== ACTION ITEM ==
Without the pictures, copy all of the data exactly.

START DATA RECORDS

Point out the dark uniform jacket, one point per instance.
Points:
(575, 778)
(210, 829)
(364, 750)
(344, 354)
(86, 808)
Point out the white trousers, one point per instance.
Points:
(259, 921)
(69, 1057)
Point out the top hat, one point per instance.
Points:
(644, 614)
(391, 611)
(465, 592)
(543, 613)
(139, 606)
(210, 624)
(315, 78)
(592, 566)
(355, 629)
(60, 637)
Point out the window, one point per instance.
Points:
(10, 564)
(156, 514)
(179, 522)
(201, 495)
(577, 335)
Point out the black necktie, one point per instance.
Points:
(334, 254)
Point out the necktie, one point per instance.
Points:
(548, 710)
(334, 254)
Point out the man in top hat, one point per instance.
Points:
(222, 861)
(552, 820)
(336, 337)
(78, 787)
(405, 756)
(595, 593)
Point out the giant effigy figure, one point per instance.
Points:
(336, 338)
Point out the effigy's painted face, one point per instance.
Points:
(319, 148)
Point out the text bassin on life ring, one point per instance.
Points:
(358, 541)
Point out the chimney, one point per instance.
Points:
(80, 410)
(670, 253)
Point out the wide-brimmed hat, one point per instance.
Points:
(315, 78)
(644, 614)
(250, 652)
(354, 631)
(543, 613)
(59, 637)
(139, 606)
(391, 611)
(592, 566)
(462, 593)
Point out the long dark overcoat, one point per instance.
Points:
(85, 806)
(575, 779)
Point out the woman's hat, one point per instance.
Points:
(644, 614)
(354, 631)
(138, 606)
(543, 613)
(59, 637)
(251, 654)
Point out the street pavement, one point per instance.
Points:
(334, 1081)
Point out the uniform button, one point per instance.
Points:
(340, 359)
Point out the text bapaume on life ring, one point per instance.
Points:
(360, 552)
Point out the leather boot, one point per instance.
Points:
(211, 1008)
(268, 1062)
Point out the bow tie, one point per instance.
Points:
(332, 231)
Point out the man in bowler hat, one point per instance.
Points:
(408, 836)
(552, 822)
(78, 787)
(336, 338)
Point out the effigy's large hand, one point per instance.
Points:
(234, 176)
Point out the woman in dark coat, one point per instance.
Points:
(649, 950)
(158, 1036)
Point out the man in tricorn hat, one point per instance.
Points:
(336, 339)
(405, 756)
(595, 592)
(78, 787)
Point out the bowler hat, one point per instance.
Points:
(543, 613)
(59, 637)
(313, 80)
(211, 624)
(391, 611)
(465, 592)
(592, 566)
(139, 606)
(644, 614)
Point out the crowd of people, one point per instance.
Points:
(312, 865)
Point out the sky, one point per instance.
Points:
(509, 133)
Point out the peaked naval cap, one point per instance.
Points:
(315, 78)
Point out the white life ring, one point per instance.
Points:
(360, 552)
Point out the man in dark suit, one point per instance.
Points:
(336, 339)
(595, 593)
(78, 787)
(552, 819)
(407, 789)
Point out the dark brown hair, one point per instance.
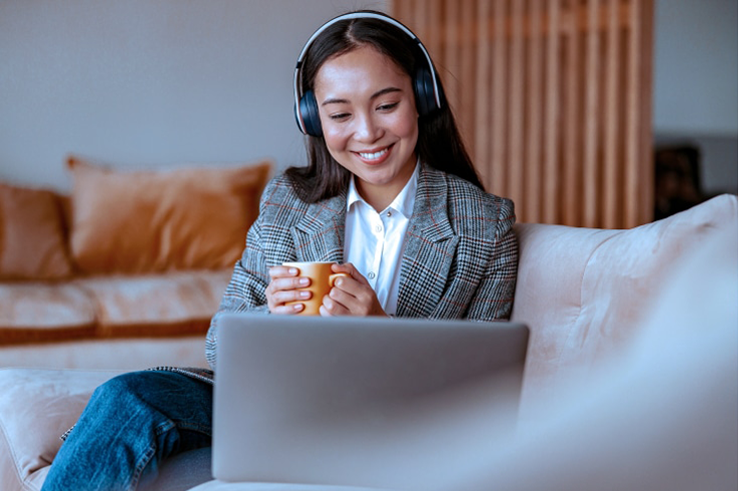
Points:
(439, 142)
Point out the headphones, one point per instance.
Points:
(425, 85)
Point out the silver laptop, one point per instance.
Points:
(367, 402)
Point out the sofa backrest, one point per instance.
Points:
(585, 292)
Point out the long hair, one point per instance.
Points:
(439, 142)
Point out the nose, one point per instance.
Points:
(367, 129)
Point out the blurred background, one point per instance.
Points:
(145, 83)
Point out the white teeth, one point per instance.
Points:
(373, 156)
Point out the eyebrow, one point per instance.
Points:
(379, 93)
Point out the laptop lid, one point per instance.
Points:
(358, 401)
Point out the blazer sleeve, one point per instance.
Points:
(496, 290)
(246, 291)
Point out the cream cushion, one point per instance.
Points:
(36, 407)
(585, 292)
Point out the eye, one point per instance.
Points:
(339, 116)
(387, 107)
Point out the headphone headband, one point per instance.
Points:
(355, 15)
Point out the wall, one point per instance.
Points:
(696, 84)
(150, 82)
(157, 82)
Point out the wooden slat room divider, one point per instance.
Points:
(553, 98)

END DATA RECORDS

== RESPONSE TO THE TASK ==
Point out the dark uniform jacket, one point per instance.
Points:
(575, 778)
(210, 829)
(364, 750)
(344, 354)
(86, 808)
Point out the white trousers, one point per instance.
Points:
(259, 921)
(69, 1057)
Point out the top hat, one point per instance.
Points:
(644, 614)
(391, 611)
(465, 592)
(543, 613)
(139, 606)
(210, 624)
(315, 78)
(592, 566)
(355, 629)
(60, 637)
Point out the window, one point per instance.
Points:
(10, 564)
(156, 514)
(179, 522)
(201, 495)
(577, 335)
Point out the black necktie, one point per instance.
Points:
(334, 254)
Point out the necktie, one point per instance.
Points:
(548, 710)
(334, 254)
Point out the man in top hat, one point per instance.
Points:
(222, 861)
(552, 820)
(336, 337)
(78, 787)
(405, 756)
(595, 593)
Point out the giant effigy figure, one point per instance.
Points:
(336, 338)
Point out the effigy's painted face, one point per instance.
Points:
(319, 148)
Point out the text bassin on life ring, one point per instance.
Points:
(358, 541)
Point out the chimney, one point per instance.
Points:
(80, 410)
(670, 253)
Point out the wide-brimmed hat, one point per instance.
Points:
(315, 78)
(644, 614)
(250, 652)
(354, 631)
(543, 613)
(59, 637)
(139, 606)
(391, 611)
(592, 566)
(462, 593)
Point out the long dark overcoat, one point per instance.
Points:
(85, 806)
(575, 779)
Point out the woman's hat, one point per instance.
Points:
(644, 614)
(354, 631)
(138, 606)
(543, 613)
(59, 637)
(251, 654)
Point out the street pavement, one point per instance.
Points:
(334, 1081)
Point out the uniform button, one point per instance.
Points:
(340, 359)
Point out the text bapaume on life ring, one point per instance.
Points:
(360, 552)
Point out the leather boot, one point per instance.
Points:
(211, 1008)
(268, 1062)
Point out the bow tie, one point per instance.
Points:
(332, 231)
Point out the man in bowler hat, one point per instance.
Points:
(408, 836)
(552, 822)
(78, 787)
(336, 338)
Point out the effigy's large hand, one point per instance.
Points:
(234, 176)
Point out the woman in dark coat, one point per instance.
Points:
(649, 950)
(158, 1036)
Point out the man in tricorn hat, one point per instance.
Points:
(336, 339)
(405, 756)
(595, 592)
(78, 787)
Point out the bowler hat, one point per instance.
Points:
(543, 613)
(59, 637)
(313, 80)
(211, 624)
(391, 611)
(465, 592)
(592, 566)
(139, 606)
(644, 614)
Point out the crowd of people, one point per instance.
Points:
(312, 865)
Point out the sky, one point per instance.
Points:
(509, 133)
Point out the peaked naval cap, one point per instance.
Points:
(315, 78)
Point out the white life ring, one point per instance.
Points:
(360, 552)
Point out the man in dark suit, one point per instance.
Points:
(336, 339)
(595, 593)
(78, 787)
(552, 819)
(407, 789)
Point out the dark brown hair, one point per instance.
Points:
(439, 142)
Point out the headphones, one point per instance.
Points:
(425, 85)
Point out the silver laptop, one point per instance.
Points:
(367, 402)
Point out the sofa backrest, one point per instance.
Points:
(585, 292)
Point out the long hair, one point per instance.
Points:
(439, 142)
Point out the nose, one point per instance.
Points:
(367, 129)
Point out the blurred background, one point per instance.
Points:
(145, 83)
Point out the white teeth, one point per instance.
Points:
(373, 156)
Point out the eyebrow, one point per instance.
Points:
(379, 93)
Point out the laptop lid, one point per instance.
Points:
(358, 401)
Point out the blazer sleeve, one point per instance.
Points:
(496, 290)
(246, 291)
Point out the cream cushion, one point per instance.
Points:
(36, 407)
(585, 292)
Point out the eye, one point per instance.
Points:
(339, 116)
(387, 107)
Point out the headphone headband, one point per instance.
Points:
(355, 15)
Point out the wall, one point per instance.
Points:
(696, 84)
(150, 82)
(157, 82)
Point out the wooden slat room divider, one point per instance.
Points:
(553, 98)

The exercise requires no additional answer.